TASK TO COMPLETE:
Can you format the lines from the one containing "of the woman's" through the end of the data, inclusive, as a JSON list of strings with one string per line and blank lines left out?

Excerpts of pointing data
- - -

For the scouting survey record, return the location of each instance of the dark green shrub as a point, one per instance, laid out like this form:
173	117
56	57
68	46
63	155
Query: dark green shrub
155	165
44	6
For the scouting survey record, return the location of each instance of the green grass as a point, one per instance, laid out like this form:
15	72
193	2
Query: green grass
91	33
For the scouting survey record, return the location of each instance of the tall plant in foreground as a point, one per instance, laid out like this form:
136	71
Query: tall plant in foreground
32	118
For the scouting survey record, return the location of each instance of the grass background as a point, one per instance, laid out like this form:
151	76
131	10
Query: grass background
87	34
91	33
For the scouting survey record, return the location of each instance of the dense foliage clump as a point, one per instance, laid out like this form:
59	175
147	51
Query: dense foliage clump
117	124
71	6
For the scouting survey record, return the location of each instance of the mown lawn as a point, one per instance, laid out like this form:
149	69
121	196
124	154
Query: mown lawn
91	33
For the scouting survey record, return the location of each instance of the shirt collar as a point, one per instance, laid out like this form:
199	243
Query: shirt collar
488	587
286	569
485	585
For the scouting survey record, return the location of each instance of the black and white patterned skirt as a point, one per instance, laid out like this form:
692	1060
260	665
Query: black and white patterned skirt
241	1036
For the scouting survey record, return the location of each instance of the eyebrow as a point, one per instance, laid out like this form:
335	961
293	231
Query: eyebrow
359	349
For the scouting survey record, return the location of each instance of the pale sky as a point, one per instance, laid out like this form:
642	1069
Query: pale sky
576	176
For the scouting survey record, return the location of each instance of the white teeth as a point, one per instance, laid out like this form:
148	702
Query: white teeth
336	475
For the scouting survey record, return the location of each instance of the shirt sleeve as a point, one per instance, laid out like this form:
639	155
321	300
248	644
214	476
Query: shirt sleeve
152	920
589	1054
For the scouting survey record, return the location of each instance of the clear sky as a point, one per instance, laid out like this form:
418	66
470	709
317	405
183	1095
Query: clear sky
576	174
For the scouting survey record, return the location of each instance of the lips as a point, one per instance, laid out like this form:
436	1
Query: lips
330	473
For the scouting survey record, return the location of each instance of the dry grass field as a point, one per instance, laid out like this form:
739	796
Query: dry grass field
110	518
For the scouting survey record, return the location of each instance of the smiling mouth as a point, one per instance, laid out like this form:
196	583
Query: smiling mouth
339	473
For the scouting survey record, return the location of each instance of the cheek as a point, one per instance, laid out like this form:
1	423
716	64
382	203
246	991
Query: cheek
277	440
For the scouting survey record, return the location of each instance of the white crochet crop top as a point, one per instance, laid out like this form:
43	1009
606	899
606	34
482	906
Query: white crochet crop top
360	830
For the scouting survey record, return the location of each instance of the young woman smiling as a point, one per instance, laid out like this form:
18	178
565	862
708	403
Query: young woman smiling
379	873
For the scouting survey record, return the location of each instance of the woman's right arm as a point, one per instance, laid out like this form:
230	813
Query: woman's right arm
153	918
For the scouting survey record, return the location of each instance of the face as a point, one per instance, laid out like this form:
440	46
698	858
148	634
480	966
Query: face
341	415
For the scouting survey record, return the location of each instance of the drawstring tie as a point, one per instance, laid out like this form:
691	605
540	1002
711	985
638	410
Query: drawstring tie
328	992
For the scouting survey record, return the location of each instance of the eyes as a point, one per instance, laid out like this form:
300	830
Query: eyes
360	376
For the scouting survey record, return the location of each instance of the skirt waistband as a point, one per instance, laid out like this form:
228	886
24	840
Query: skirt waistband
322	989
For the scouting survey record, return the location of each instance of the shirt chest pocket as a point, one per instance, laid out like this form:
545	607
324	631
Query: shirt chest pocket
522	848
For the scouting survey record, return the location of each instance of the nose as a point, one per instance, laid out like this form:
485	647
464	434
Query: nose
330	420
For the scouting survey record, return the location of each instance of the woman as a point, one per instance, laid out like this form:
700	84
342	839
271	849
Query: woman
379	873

- - -

SOLUTION TO THE PROBLEM:
[
  "For the scouting survey record, return the location of each instance of the woman's right arm as a point, one per instance, laid out like this form:",
  "230\t813",
  "Query: woman's right arm",
  "153\t918",
  "For the scouting survey record, return the location of each instance of the face as a point, one per instance, laid out like this form:",
  "440\t46",
  "698\t858",
  "148\t634",
  "480\t966",
  "Query: face",
  "341\t415",
  "For the scouting survey record, return the location of each instance of the drawstring tie as a point, one per instance, laid out like this form:",
  "691\t605",
  "540\t1002",
  "711\t985",
  "638\t410",
  "Query: drawstring tie",
  "328\t992",
  "For the scouting survey record, return the location of each instance of the eyes as a point, one per instance, laid out like this form:",
  "300\t830",
  "Query: eyes",
  "360\t376",
  "For the scouting survey record, return the location of each instance of the skirt waistband as a point, one per instance, laid out like this form:",
  "228\t886",
  "24\t840",
  "Query: skirt waistband",
  "322\t989",
  "For the scouting survey record, return the location of each instance of the shirt chest pocket as a point, one per instance, laid out like this form:",
  "545\t607",
  "324\t631",
  "Query: shirt chest pocket",
  "522\t848",
  "For the scouting survey record, return the location of each instance of the nose as a point, one per instance, laid out like this form:",
  "485\t647",
  "464\t434",
  "Query: nose",
  "330\t420",
  "For the scouting survey record, return the location of each instance of the woman as a point, one per instance, laid out like this form:",
  "700\t84",
  "342\t839",
  "271\t849",
  "Query: woman",
  "379\t873"
]